[Text excerpt]
"This is all wrong. I shouldn’t be up here. I should be back in school on the other side of the ocean, yet you all come to us young people for hope ... We are in the beginning of a mass extinction, and all you can talk about is money and fairytales of eternal economic growth. How dare you.”
So begins Greta Thunberg’s four-minute address to the United Nations at the UN Climate Summit in New York, just days after climate justice strikes took place across the world. Before a pin-drop silent crowd of international leaders and delegates, Thunberg asserted that the proposed climate commitments were unacceptable, and that “young people are starting to understand your betrayal.”
For those lacking context, Thunberg is a Swedish school student who started an international movement for students against climate change. In August 2018 she staged the first School Strike 4 Climate (then known as Fridays for Future) in front of the Swedish Parliament, inspired by previous school walkouts in Florida protesting gun violence in the United States.
Since then Thunberg has delivered addresses and participated in rallies across the world, receiving praise from German chancellor Angela Merkel, French president Emmanuel Macron, the European commission president Jean-Claude Juncker and UK politicians including Jeremy Corbyn.
“You have stolen my dreams and my childhood with your empty words.”
[/Text excerpt]
Exercise requirements:
Pick up the text on Greta Thunberg's UN climate address after its last line, the quotation "You have stolen my dreams and my childhood with your empty words," and write the next part. The entries stand apart from the text and are a separate body of material.
[Study material]
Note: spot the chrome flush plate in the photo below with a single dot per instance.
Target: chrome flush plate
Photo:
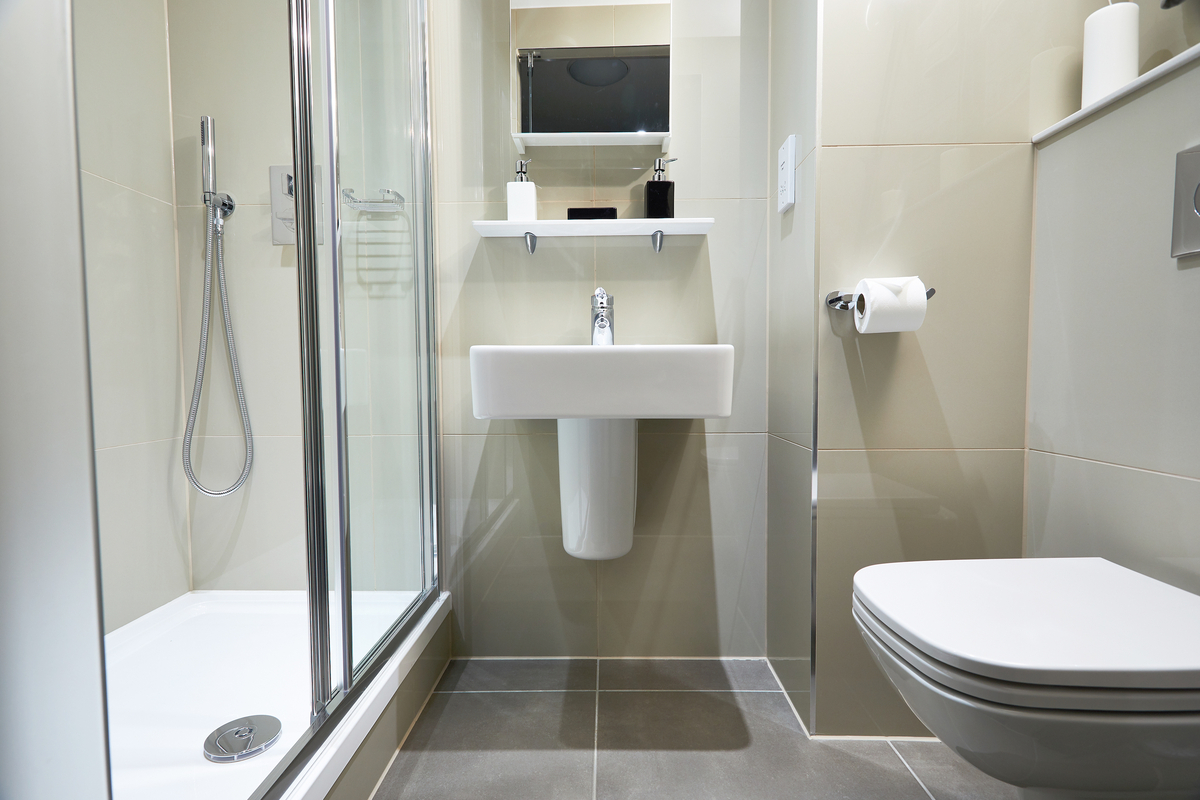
(1186, 230)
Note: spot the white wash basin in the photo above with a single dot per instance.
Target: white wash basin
(619, 382)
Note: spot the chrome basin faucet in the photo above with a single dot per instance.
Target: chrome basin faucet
(601, 317)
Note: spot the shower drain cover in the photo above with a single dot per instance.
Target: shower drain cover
(243, 738)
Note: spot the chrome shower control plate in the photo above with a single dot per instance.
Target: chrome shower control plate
(241, 739)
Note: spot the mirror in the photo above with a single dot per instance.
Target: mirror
(580, 67)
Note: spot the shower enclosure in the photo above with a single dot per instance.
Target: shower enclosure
(282, 590)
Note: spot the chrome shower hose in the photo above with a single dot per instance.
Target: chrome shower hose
(215, 226)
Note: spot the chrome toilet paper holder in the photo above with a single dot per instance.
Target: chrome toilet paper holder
(845, 300)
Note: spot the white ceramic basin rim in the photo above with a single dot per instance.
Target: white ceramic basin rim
(622, 382)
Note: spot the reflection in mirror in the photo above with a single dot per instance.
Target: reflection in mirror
(591, 68)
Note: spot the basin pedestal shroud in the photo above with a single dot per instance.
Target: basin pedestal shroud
(598, 486)
(598, 395)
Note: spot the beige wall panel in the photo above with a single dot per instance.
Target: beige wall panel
(123, 95)
(253, 114)
(1140, 519)
(964, 72)
(143, 529)
(642, 24)
(132, 320)
(693, 585)
(253, 539)
(880, 506)
(563, 26)
(960, 218)
(790, 566)
(1109, 380)
(792, 306)
(262, 281)
(516, 590)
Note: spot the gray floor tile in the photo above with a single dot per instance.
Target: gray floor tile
(712, 675)
(725, 746)
(509, 675)
(497, 746)
(948, 777)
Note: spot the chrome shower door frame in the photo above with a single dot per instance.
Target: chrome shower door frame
(330, 702)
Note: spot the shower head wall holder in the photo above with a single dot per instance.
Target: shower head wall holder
(845, 300)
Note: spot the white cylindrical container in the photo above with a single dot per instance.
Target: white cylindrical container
(598, 486)
(889, 305)
(522, 200)
(1110, 50)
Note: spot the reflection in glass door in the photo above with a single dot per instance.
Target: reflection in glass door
(381, 257)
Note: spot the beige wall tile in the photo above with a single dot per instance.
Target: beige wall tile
(960, 218)
(790, 563)
(1107, 382)
(516, 590)
(253, 539)
(563, 26)
(252, 114)
(695, 582)
(700, 290)
(642, 24)
(132, 318)
(123, 96)
(792, 310)
(1137, 518)
(719, 98)
(143, 529)
(469, 73)
(879, 506)
(937, 72)
(262, 283)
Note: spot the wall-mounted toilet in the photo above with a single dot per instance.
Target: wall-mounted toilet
(1068, 678)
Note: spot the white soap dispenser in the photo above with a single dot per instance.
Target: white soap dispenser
(522, 196)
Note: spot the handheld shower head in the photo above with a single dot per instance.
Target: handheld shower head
(208, 158)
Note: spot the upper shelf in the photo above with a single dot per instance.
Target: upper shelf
(673, 226)
(655, 228)
(588, 139)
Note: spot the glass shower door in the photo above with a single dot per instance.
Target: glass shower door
(381, 253)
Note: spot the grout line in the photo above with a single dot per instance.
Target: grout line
(595, 739)
(911, 771)
(1109, 463)
(411, 726)
(789, 698)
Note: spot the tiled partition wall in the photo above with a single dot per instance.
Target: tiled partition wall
(1113, 467)
(694, 583)
(125, 155)
(922, 167)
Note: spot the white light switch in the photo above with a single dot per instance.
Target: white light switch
(787, 174)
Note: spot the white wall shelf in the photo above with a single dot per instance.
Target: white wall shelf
(588, 139)
(533, 229)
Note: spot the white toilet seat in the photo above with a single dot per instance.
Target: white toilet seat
(1030, 696)
(1060, 623)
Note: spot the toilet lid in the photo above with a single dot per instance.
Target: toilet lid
(1053, 621)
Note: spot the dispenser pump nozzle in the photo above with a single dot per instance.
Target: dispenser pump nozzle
(660, 168)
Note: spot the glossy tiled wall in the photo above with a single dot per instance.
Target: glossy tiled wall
(1113, 468)
(125, 152)
(694, 584)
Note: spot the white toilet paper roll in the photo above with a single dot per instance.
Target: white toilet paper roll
(1110, 50)
(889, 305)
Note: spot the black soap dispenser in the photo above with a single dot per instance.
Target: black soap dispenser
(660, 192)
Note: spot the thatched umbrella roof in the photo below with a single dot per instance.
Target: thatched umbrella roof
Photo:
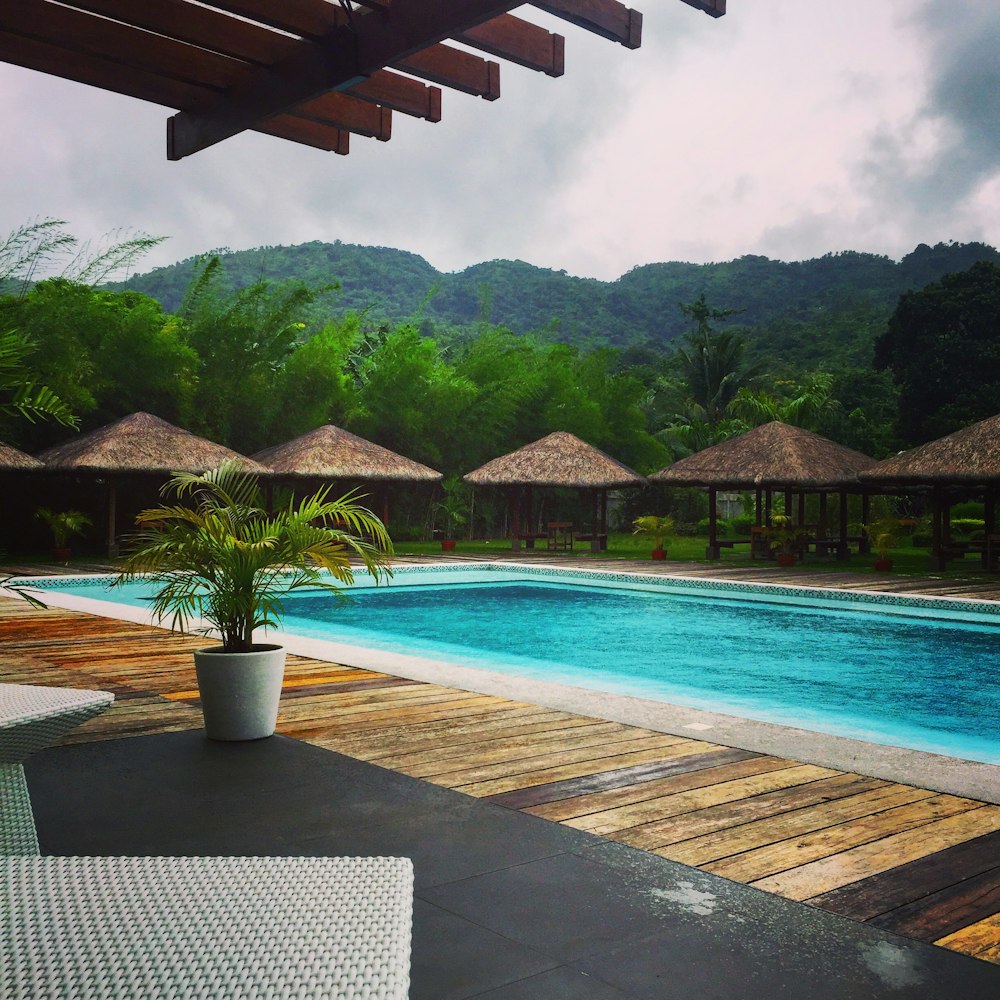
(561, 459)
(969, 456)
(775, 455)
(141, 443)
(12, 459)
(332, 453)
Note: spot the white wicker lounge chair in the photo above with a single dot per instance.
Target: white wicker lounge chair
(208, 928)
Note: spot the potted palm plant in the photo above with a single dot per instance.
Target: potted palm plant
(883, 533)
(784, 537)
(63, 524)
(223, 563)
(657, 528)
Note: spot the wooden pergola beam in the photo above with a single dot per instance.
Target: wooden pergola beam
(349, 113)
(519, 41)
(342, 58)
(100, 72)
(131, 48)
(455, 69)
(715, 8)
(309, 133)
(400, 93)
(606, 18)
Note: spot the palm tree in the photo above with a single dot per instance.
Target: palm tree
(802, 406)
(713, 365)
(227, 560)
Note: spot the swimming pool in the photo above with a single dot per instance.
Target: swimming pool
(913, 672)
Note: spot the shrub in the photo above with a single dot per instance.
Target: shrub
(968, 509)
(722, 527)
(967, 525)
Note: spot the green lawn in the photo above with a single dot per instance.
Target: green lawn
(907, 561)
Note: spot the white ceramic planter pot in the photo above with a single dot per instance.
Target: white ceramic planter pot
(240, 691)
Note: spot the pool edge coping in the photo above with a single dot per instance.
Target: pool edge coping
(936, 772)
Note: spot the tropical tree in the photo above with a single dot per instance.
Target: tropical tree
(800, 405)
(942, 348)
(20, 396)
(225, 559)
(713, 366)
(242, 340)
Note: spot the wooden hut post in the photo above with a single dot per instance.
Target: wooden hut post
(514, 495)
(989, 524)
(712, 551)
(937, 528)
(112, 519)
(843, 549)
(865, 545)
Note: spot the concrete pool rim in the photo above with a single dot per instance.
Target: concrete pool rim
(950, 775)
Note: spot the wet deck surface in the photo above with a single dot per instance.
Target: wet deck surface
(893, 856)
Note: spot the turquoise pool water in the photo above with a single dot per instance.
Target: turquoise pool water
(903, 673)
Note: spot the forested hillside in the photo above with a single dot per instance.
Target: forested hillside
(801, 313)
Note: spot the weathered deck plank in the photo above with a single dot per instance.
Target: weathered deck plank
(909, 859)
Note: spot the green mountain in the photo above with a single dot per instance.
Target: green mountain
(800, 312)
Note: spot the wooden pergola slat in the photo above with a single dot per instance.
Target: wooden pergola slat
(608, 18)
(401, 93)
(456, 70)
(518, 41)
(343, 57)
(307, 70)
[/Study material]
Answer below:
Four years ago Thunberg was diagnosed with Asperger’s syndrome, citing it as a driving force for her climate justice crusade, expressing to her 4.2 million Instagram followers, “I'm not public about my diagnosis to "hide" behind it, but because I know many ignorant people still see it as an "illness", or something negative. And believe me, my diagnosis has limited me before. Before I started school striking I had no energy, no friends and I didn’t speak to anyone. I just sat alone at home, with an eating disorder. All of that is gone now, since I have found a meaning, in a world that sometimes seems meaningless to so many people. #aspiepower #neurodiverse #npf”
"For more than 30 years the science has been crystal clear. How dare do you continue to look away?"
Thunberg’s mother is one of Sweden's most distinguished opera singers, Malena Ernman, and her father is actor and author Svante Thunberg (named after the Nobel prize-winning scientist Svante Arrhenius who first calculated how carbon dioxide emissions could lead to the greenhouse effect).
Thunberg (alongside fellow climate activists) is the recent recipient of Amnesty International’s Ambassador of Conscience Award, and along with 15 other children from around the world has filed a legal complaint against five nations over the climate crisis through the UN Convention on the Rights of the Child. Those nations include Germany, France, Brazil, Argentina and Turkey.
“The eyes of all future generations are upon you. And if you choose to fail us I say we will never forgive you.”
“You say you hear us, and that you understand the urgency,” Thunberg asserts cooly in her UN address. “But no matter how sad and angry I am, I do not want to believe that. Because if you really understood the situation, and still kept on failing to act, then you would be evil. And that I refuse to believe.”